[Start of Attachment]

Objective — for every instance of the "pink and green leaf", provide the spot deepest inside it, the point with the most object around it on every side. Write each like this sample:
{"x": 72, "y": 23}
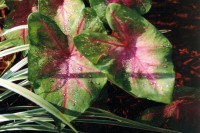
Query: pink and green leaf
{"x": 66, "y": 13}
{"x": 59, "y": 73}
{"x": 19, "y": 11}
{"x": 141, "y": 6}
{"x": 136, "y": 56}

[End of Attachment]

__YOUR GOAL__: The copy you return must match the records above exactly, minus any images.

__EXERCISE OUTPUT__:
Objective — for every instance of the "pink and green leaf", provide the spot deepest inside it, the point with the most object around it on every side. Write each like this sample:
{"x": 72, "y": 23}
Query: pink and green leaf
{"x": 66, "y": 13}
{"x": 59, "y": 73}
{"x": 19, "y": 11}
{"x": 141, "y": 6}
{"x": 136, "y": 56}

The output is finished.